┌────────

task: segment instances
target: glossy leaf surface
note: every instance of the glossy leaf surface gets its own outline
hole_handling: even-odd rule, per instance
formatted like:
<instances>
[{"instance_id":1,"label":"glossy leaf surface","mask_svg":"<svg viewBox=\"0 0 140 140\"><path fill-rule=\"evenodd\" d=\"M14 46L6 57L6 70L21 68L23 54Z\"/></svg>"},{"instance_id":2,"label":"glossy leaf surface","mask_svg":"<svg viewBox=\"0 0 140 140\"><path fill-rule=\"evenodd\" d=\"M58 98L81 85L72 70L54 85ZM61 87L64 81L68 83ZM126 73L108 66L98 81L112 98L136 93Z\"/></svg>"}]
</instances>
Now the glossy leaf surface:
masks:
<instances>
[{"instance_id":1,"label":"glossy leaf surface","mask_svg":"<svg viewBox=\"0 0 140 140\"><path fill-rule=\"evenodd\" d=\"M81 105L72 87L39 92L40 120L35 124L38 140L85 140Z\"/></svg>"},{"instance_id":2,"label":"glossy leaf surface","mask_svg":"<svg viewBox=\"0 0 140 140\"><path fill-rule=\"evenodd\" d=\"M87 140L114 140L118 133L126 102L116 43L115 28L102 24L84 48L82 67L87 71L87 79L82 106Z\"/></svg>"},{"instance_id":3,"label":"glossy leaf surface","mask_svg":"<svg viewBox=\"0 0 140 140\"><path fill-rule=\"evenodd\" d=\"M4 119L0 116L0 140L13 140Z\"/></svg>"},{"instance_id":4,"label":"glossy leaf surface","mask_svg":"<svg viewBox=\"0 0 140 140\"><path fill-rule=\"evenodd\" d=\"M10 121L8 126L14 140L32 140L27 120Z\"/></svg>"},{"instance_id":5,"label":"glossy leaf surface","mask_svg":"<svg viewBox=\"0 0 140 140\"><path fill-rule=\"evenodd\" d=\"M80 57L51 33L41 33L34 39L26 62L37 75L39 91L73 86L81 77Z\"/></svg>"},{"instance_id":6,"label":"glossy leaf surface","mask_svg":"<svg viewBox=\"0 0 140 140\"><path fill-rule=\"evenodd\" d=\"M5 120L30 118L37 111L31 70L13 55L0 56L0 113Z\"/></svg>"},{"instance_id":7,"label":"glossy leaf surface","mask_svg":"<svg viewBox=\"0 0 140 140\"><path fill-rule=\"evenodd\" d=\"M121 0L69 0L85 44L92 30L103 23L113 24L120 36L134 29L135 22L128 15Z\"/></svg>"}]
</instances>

└────────

-- GOAL --
Transcribe the listing above line for line, with no change to any character.

-- OUTPUT OF THE TASK --
task: segment instances
target: glossy leaf surface
note: every instance of the glossy leaf surface gets its own outline
hole_handling: even-odd rule, per instance
formatted like:
<instances>
[{"instance_id":1,"label":"glossy leaf surface","mask_svg":"<svg viewBox=\"0 0 140 140\"><path fill-rule=\"evenodd\" d=\"M14 46L6 57L6 70L21 68L23 54Z\"/></svg>"},{"instance_id":2,"label":"glossy leaf surface","mask_svg":"<svg viewBox=\"0 0 140 140\"><path fill-rule=\"evenodd\" d=\"M58 98L81 85L72 70L54 85ZM61 87L64 81L68 83ZM126 73L108 66L98 81L112 98L136 93Z\"/></svg>"}]
</instances>
Now the glossy leaf surface:
masks:
<instances>
[{"instance_id":1,"label":"glossy leaf surface","mask_svg":"<svg viewBox=\"0 0 140 140\"><path fill-rule=\"evenodd\" d=\"M81 105L72 87L39 92L40 120L35 124L38 140L85 140Z\"/></svg>"},{"instance_id":2,"label":"glossy leaf surface","mask_svg":"<svg viewBox=\"0 0 140 140\"><path fill-rule=\"evenodd\" d=\"M87 140L114 140L118 133L126 102L116 43L115 28L102 24L84 48L82 67L87 71L87 79L82 106Z\"/></svg>"},{"instance_id":3,"label":"glossy leaf surface","mask_svg":"<svg viewBox=\"0 0 140 140\"><path fill-rule=\"evenodd\" d=\"M4 119L0 116L0 140L13 140Z\"/></svg>"},{"instance_id":4,"label":"glossy leaf surface","mask_svg":"<svg viewBox=\"0 0 140 140\"><path fill-rule=\"evenodd\" d=\"M10 121L8 126L14 140L32 140L27 120Z\"/></svg>"},{"instance_id":5,"label":"glossy leaf surface","mask_svg":"<svg viewBox=\"0 0 140 140\"><path fill-rule=\"evenodd\" d=\"M80 57L51 33L41 33L34 39L26 62L37 75L39 91L73 86L81 77Z\"/></svg>"},{"instance_id":6,"label":"glossy leaf surface","mask_svg":"<svg viewBox=\"0 0 140 140\"><path fill-rule=\"evenodd\" d=\"M5 120L30 118L37 111L31 70L13 55L0 56L0 113Z\"/></svg>"},{"instance_id":7,"label":"glossy leaf surface","mask_svg":"<svg viewBox=\"0 0 140 140\"><path fill-rule=\"evenodd\" d=\"M121 0L69 0L85 44L92 30L103 23L113 24L120 36L134 29L135 22L128 15Z\"/></svg>"}]
</instances>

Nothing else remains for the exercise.